== EXTRACT PROVIDED ==
━━━━━━

Author + information
- Xiao-Jing Shi,
- Hui-Min Wang,
- Kai Tang,
- Xin Huang,
- Yue Xiao,
- Renfeng Zhang and
- Wen Zhao
The application of doxorubicin (DOX), a well-known antitumor drug, is limited due to its cumulative cardiotoxicity. Up to now, no effective prevention is available for its side effect. It has been shown that peroxiredoxin II (Prx II) protects cardiomyocytes from oxidative stress-induced injury and the protection of metallothionein against DOX-induced cardiotoxicity is associated with the antioxidant role of prxs. However, it remains to be understood that whether Prx II would exert any protective effects against DOX induced cardiac injury.
In the current study, a transgenic mouse with cardiac-specific prxII overexpression was chosen to determine whether prxII protects DOX-induced cardiac injury.
In the current study, we found that DOX treatment significantly decreased Prx II protein expression, without alteration of other peroxiredoxins, Trx2 and Catalase in wild type mouse hearts. Cardiac-specific overexpression of Prx II significantly ameliorated acute DOX-triggered ROS accumulation and cardiomyocyte apoptosis, as well as exacerbated myocardial dysfunction in an in vivo model of 5 days DOX injection, assessed by echocardiography. The 12-day survival rate was also significantly increased to 1.4 fold in prxII transgenic mice, compared with their wild-type littermates. Furthermore, Prx II transgenic mice showed improved cardiac contractile function and prolonged survival after chronic administration of DOX. The mechanisms underlying these protective effects of Prx II were associated with the prolonged activation of Akt phosphorylations at Ser473 and Thr308 and attenuation of DOX-induced oxidative stress. Accordingly, the protein levels of Bcl-2 were preserved, Bax and cleaved caspase-3 were decreased in Prx II transgenic hearts treated by DOX, compared to the levels of those proteins in WTs.
Our findings indicated that overexpression of Prx II inhibits DOX-triggered cardiac injury and the prolonged Akt activation appears to be involved in the prxII's beneficial effects. Prx II may constitute a new therapeutic approach in ameliorating the cardiotoxic effects of DOX in cancer patients.

━━━━━━

== RECORDS ==
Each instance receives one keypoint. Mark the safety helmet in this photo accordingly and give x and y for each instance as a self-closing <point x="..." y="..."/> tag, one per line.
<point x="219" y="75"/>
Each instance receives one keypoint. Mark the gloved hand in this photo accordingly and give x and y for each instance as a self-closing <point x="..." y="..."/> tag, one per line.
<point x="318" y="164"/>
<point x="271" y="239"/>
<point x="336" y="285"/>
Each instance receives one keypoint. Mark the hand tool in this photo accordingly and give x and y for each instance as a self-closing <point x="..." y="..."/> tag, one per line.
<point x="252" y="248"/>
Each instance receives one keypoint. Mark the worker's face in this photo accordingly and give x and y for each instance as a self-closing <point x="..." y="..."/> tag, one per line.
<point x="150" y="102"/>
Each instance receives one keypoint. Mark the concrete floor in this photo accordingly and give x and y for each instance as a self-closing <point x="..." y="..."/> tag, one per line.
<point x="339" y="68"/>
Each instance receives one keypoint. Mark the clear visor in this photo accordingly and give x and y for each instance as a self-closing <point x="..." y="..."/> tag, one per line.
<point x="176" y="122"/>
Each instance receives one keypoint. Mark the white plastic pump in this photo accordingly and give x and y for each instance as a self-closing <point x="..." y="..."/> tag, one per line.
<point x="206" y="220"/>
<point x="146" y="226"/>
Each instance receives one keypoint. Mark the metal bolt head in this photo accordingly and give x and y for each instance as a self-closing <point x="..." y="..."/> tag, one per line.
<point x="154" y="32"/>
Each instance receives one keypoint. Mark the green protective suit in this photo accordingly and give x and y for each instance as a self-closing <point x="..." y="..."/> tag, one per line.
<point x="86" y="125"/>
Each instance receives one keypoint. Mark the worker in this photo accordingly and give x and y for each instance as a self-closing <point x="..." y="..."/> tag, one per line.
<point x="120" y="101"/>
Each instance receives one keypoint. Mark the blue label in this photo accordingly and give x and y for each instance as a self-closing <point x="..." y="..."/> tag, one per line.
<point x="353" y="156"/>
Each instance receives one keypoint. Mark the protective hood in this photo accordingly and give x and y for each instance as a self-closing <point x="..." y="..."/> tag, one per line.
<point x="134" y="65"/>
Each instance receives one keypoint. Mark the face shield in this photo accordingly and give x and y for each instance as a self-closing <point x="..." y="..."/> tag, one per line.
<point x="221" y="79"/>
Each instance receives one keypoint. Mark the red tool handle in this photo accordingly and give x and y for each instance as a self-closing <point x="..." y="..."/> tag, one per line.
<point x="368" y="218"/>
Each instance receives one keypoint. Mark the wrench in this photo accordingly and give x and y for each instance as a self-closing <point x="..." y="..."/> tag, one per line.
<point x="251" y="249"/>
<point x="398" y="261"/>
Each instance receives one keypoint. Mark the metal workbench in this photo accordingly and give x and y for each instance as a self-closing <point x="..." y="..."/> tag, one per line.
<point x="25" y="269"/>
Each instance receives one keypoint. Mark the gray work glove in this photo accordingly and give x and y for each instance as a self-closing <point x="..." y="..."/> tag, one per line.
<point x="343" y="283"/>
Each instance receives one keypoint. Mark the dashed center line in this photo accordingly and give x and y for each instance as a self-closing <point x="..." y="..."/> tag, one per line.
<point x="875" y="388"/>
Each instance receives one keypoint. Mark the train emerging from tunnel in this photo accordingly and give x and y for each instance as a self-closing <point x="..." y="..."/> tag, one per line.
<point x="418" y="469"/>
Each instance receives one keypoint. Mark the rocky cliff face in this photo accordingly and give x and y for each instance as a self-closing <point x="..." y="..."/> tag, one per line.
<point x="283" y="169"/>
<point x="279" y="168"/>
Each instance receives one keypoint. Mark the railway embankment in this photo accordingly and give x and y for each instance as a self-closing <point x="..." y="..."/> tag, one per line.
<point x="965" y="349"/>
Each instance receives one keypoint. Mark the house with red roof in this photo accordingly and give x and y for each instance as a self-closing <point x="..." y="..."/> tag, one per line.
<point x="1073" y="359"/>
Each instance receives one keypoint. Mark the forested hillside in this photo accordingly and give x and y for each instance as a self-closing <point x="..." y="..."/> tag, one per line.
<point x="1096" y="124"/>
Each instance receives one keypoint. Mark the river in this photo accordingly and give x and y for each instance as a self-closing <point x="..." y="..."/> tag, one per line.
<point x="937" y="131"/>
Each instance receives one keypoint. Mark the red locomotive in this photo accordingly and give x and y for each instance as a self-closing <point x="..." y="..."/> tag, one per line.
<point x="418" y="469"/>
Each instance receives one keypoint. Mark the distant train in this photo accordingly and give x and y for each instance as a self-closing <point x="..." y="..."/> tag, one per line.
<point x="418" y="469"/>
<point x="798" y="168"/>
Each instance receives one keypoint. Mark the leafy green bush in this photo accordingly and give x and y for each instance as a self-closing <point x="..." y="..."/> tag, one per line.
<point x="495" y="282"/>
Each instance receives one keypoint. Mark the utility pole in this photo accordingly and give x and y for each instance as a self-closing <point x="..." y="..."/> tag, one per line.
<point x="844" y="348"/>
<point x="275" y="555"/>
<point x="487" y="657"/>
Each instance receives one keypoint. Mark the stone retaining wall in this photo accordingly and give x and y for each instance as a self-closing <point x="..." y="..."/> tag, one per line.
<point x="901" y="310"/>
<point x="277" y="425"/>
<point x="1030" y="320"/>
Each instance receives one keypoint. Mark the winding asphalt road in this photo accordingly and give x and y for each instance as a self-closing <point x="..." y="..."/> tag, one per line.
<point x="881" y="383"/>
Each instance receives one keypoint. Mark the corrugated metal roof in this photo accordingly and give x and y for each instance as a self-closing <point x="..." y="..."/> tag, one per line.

━━━━━━

== EXERCISE INSTRUCTIONS ==
[A] According to the abstract, by what factor did the 12-day survival rate increase in prxII transgenic mice compared with their wild-type littermates?
[B] For each statement, say whether it agrees with the abstract, and quote the words that decide it. (i) DOX treatment reduced Catalase levels in wild-type mouse hearts. (ii) An effective prevention for the cardiotoxic side effect of DOX is currently available. (iii) Bcl-2 protein levels were preserved in Prx II transgenic hearts treated by DOX.

== ANSWERS FOR THE EXERCISE ==
[A] It increased to 1.4 fold.

[B]
(i) No: "without alteration of other peroxiredoxins, Trx2 and Catalase in wild type mouse hearts"
(ii) No: "Up to now, no effective prevention is available for its side effect."
(iii) Yes: "the protein levels of Bcl-2 were preserved"